*AUFGABENLISTE*.
**1)** Tippe bitte aus dem Textausschnitt die Passage ab, die mit „## Grüne Brille“ beginnt und bis einschließlich „(1. November 2012)“ reicht.
**2)** Schreib den Forenthread über die Halloween-Kürbisse weiter, und zwar ab der Stelle, an der er aufhört.

*TEXTAUSSCHNITT*.
____
# Halloween



## xynlovesit (31. Oktober 2012)

Kaum kommt man auf die Buffed.de Foren, erscheint diese ganze Halloween Scheisse hier schon, kann man das irgendwo ausschalten?


----------



## Davatar (31. Oktober 2012)

Oben rechts aufs Kreuz klicken...warum Dich die Hand voll Kürbisse aufregen versteh ich nicht so ganz.


----------



## kaepteniglo (31. Oktober 2012)

Auf mehreren Hundert möglichen Seiten sind 30 Kürbisse versteckt. Also dauernd und überall tauchen sie nun wahrlich nicht auf. Wenn doch, hast du verdammtes Glück


----------



## Grüne Brille (31. Oktober 2012)

Abgesehen, dass Davatar ja schon die Lösung genannt hat:
Man kann das auch wesentlich freundlicher formulieren, wenn man auf Hilfe hofft...


----------



## ego1899 (1. November 2012)
____
*ZEILEN*.
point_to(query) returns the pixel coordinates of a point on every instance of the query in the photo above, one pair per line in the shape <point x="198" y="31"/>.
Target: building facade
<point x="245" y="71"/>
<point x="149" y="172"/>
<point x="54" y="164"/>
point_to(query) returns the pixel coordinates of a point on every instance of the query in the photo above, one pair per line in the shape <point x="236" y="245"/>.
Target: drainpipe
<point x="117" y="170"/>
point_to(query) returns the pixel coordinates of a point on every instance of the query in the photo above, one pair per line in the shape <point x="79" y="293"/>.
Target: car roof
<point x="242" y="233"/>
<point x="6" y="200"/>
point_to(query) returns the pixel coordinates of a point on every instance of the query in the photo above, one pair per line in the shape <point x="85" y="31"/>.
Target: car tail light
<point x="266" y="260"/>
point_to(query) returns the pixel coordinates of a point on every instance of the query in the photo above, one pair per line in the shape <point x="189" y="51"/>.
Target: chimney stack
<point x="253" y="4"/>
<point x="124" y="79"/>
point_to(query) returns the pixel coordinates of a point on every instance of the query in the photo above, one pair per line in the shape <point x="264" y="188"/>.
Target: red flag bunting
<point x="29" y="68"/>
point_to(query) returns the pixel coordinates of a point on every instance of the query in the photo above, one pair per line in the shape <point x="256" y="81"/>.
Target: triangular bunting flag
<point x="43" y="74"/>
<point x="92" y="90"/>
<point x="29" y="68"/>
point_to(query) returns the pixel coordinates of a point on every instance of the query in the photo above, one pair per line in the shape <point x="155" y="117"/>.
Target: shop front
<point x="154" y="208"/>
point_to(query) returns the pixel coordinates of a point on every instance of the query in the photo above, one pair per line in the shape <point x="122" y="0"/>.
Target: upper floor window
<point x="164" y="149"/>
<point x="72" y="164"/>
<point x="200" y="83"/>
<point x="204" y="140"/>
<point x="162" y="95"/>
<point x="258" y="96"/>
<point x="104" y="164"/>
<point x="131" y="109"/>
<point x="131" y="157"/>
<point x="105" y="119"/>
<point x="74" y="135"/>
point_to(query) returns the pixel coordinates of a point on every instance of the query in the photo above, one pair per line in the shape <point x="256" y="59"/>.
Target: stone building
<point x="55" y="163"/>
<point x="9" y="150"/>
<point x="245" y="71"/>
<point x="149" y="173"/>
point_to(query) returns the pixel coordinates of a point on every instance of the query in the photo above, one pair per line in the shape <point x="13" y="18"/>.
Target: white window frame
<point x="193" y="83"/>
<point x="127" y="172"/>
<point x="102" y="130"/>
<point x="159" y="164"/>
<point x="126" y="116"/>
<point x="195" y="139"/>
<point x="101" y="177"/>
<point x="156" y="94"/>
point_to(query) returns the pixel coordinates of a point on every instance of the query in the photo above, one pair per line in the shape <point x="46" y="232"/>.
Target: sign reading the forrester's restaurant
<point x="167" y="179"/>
____
*LÖSUNGEN*.
**1)**
## Grüne Brille (31. Oktober 2012)

Abgesehen, dass Davatar ja schon die Lösung genannt hat:
Man kann das auch wesentlich freundlicher formulieren, wenn man auf Hilfe hofft...


----------



## ego1899 (1. November 2012)

**2)**
kaepteniglo schrieb:


> Auf mehreren Hundert möglichen Seiten sind 30 Kürbisse versteckt. Also dauernd und überall tauchen sie nun wahrlich nicht auf. Wenn doch, hast du verdammtes Glück



Also bei mir hab ich die auch fast auf jeder zweiten Seite, aber naja... Stören tun sie jetzt eigentlich nicht unbedingt ^^

Aber generell stört mich diese ganze Halloween-Geschichte schon ein wenig. Wie sich das hier eingebürgert hat dieser amerikanische Mist... Wir müssen denen ja echt alles Nachmachen. 
(Jetzt brauch mir auch keiner mit der Entstehung und dem Ursprung von Halloween kommen und so ^^)
Wie man auf so ein ******land so abfahren kann ist mir ein Rätsel.


Naja mal ganz abgesehen davon find ich auch Karneval/ Fasching zum kotzen...


----------



## ZAM (1. November 2012)

Bleibt - bis es automatisch (sollte gegen 0:01 passieren) verschwindet. :-)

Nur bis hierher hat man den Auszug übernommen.